SELECTED PASSAGE:

## BEGIN

# Slingshot walking stick ?



## wbyman (Jan 12, 2010)

Does anyone make a slingshot walking stick for retail sale ? Thanks


----------



## shot in the foot (Jan 3, 2010)

wbyman said:


> Does anyone make a slingshot walking stick for retail sale ? Thanks


I made one years ago, they are just as easy as making a one out of a branch, just a longer handle, sadly i lost mine throwing it in a hedge while poaching, here is a easy link , jeff

just click
http://www.youtube.c...h?v=qNCWuebCdc4


----------



## Flatband (Dec 18, 2009)

I made one for a guy a few years ago. It was all one piece. Having never carved one before, I had no idea how thick too make it (he also wanted a spear point at the bottom of the shaft). If I were to do it again, the Slingshot part would be detachable. The idea was to be able to shoot real fast while walking and the shaft would act as a tripod or steadying agent. We didn't take into consideration that everything is not on the same plane







It was fun though! Flatband


----------



## shot in the foot (Jan 3, 2010)

Flatband said:


> I made one for a guy a few years ago. It was all one piece. Having never carved one before, I had no idea how thick too make it (he also wanted a spear point at the bottom of the shaft). If I were to do it again, the Slingshot part would be detachable. The idea was to be able to shoot real fast while walking and the shaft would act as a tripod or steadying agent. We didn't take into consideration that everything is not on the same plane
> 
> 
> 
> ...


Thats a really nice job you done there, i made one with a small fork so it would be hid in the hand while out walking, so when poaching no one knows what you are doing, mine was a long branch with a fork, it took some time to find, but that one you made is as nice as a peice of art, love it, jeff


----------



## longshot (Jan 14, 2010)

I started making one recently as my next project, it seemed natural for me, making walking sticks and now slingshots. I refer to mine as a hillbilly multitool. I am making it out of ironwood that is quite straight with a lovely fork at the top. Mine is also more of a walking staff and when held after finishing should be as tall as my arm when outstretched.


----------

## END

SHORT TASK 1: List every distinct username that heads a post in the slingshot walking stick thread.
The slingshot walking stick thread and the records come from unrelated sources.

GIVEN ENTRIES:
## BEGIN

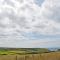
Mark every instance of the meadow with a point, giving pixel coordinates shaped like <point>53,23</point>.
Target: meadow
<point>28,54</point>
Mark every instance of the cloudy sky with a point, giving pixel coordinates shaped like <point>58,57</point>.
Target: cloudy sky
<point>30,23</point>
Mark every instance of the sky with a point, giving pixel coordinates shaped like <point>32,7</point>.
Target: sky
<point>30,23</point>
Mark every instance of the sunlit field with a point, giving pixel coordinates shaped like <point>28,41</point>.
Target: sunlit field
<point>29,54</point>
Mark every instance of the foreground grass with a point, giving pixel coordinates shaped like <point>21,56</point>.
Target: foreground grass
<point>43,56</point>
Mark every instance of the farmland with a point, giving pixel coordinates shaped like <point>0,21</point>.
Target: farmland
<point>28,54</point>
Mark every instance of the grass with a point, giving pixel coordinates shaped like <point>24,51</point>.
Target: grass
<point>28,54</point>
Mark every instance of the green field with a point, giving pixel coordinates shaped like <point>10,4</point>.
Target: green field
<point>22,51</point>
<point>28,54</point>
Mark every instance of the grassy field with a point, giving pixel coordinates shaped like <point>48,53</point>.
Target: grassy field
<point>28,54</point>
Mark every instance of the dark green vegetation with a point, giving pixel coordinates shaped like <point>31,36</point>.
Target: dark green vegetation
<point>21,51</point>
<point>29,54</point>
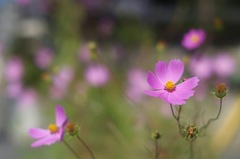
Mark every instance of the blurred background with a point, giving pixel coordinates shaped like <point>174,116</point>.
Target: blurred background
<point>92,57</point>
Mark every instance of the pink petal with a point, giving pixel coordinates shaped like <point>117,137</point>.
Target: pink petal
<point>38,133</point>
<point>154,82</point>
<point>175,68</point>
<point>172,99</point>
<point>188,84</point>
<point>61,117</point>
<point>183,94</point>
<point>161,70</point>
<point>46,141</point>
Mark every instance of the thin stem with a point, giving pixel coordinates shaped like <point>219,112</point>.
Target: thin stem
<point>173,112</point>
<point>86,146</point>
<point>71,149</point>
<point>156,149</point>
<point>177,118</point>
<point>191,153</point>
<point>213,119</point>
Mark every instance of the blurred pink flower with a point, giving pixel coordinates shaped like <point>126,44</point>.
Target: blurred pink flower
<point>224,65</point>
<point>54,133</point>
<point>105,27</point>
<point>14,70</point>
<point>43,58</point>
<point>136,84</point>
<point>23,2</point>
<point>28,97</point>
<point>201,67</point>
<point>14,89</point>
<point>57,93</point>
<point>164,83</point>
<point>193,38</point>
<point>84,53</point>
<point>97,75</point>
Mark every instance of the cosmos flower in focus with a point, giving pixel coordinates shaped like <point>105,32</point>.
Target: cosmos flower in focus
<point>97,75</point>
<point>193,38</point>
<point>53,134</point>
<point>164,83</point>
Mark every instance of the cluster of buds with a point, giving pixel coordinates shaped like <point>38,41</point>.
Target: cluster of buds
<point>191,132</point>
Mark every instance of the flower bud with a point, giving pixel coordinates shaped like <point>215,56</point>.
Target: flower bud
<point>221,90</point>
<point>92,46</point>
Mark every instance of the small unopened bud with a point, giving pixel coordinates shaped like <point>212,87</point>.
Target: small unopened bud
<point>191,132</point>
<point>156,135</point>
<point>221,90</point>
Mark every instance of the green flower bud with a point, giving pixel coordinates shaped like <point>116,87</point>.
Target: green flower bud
<point>221,90</point>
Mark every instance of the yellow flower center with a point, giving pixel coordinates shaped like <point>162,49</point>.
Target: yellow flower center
<point>194,38</point>
<point>53,128</point>
<point>170,86</point>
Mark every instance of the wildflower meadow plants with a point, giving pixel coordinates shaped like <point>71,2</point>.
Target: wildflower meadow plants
<point>164,86</point>
<point>56,132</point>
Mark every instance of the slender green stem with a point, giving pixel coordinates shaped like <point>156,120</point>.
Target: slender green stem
<point>213,119</point>
<point>191,153</point>
<point>173,112</point>
<point>177,118</point>
<point>71,149</point>
<point>156,149</point>
<point>86,146</point>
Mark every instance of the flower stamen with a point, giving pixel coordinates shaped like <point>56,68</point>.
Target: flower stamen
<point>195,38</point>
<point>53,128</point>
<point>170,86</point>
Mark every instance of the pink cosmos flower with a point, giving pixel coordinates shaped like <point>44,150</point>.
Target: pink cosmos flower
<point>193,38</point>
<point>164,83</point>
<point>54,132</point>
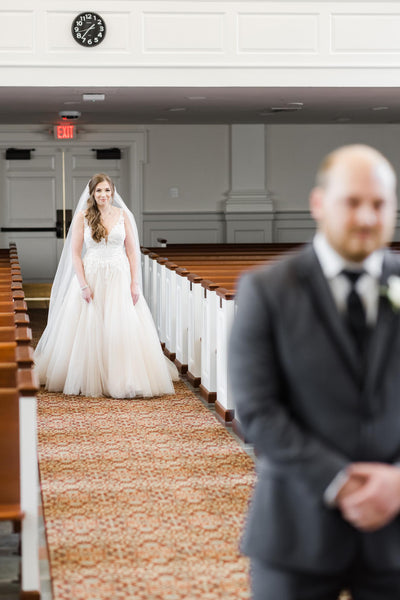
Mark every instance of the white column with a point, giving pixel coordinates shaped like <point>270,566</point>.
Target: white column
<point>248,207</point>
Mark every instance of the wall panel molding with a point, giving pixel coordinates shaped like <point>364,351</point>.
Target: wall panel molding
<point>205,42</point>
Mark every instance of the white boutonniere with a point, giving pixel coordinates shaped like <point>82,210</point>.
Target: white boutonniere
<point>392,292</point>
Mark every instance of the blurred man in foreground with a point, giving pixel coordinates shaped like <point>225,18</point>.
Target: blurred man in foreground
<point>315,371</point>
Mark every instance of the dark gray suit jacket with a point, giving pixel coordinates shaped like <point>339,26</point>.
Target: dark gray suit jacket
<point>310,407</point>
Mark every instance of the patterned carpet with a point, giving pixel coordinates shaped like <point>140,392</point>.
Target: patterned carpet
<point>142,499</point>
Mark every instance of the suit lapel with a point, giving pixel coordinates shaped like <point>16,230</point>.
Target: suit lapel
<point>311,273</point>
<point>384,331</point>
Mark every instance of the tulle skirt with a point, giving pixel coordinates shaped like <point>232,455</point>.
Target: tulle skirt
<point>108,347</point>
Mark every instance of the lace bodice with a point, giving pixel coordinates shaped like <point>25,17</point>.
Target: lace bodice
<point>107,251</point>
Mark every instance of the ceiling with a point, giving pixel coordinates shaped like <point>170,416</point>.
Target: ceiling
<point>162,105</point>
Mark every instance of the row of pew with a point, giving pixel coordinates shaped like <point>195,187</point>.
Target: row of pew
<point>19,481</point>
<point>190,289</point>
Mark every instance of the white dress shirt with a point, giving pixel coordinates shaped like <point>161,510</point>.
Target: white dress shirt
<point>367,287</point>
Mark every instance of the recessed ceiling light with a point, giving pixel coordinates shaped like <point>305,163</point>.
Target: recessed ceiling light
<point>93,97</point>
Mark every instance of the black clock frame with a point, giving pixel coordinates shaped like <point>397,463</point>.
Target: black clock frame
<point>89,42</point>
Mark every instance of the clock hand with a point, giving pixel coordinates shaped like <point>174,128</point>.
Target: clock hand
<point>87,31</point>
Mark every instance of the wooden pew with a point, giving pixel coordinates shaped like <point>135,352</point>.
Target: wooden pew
<point>18,445</point>
<point>190,290</point>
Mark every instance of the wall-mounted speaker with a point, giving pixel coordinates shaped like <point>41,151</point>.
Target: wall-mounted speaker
<point>108,153</point>
<point>19,153</point>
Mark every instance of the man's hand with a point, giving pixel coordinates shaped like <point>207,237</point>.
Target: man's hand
<point>373,497</point>
<point>351,485</point>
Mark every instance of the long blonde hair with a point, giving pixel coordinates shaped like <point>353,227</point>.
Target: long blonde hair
<point>92,213</point>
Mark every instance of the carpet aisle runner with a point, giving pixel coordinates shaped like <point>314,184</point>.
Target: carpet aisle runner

## END

SHORT TASK 2: Count the lines of the records that contain the word "pink", with case counting.

WRITTEN REPLY 1: wbyman, shot in the foot, Flatband, longshot

WRITTEN REPLY 2: 6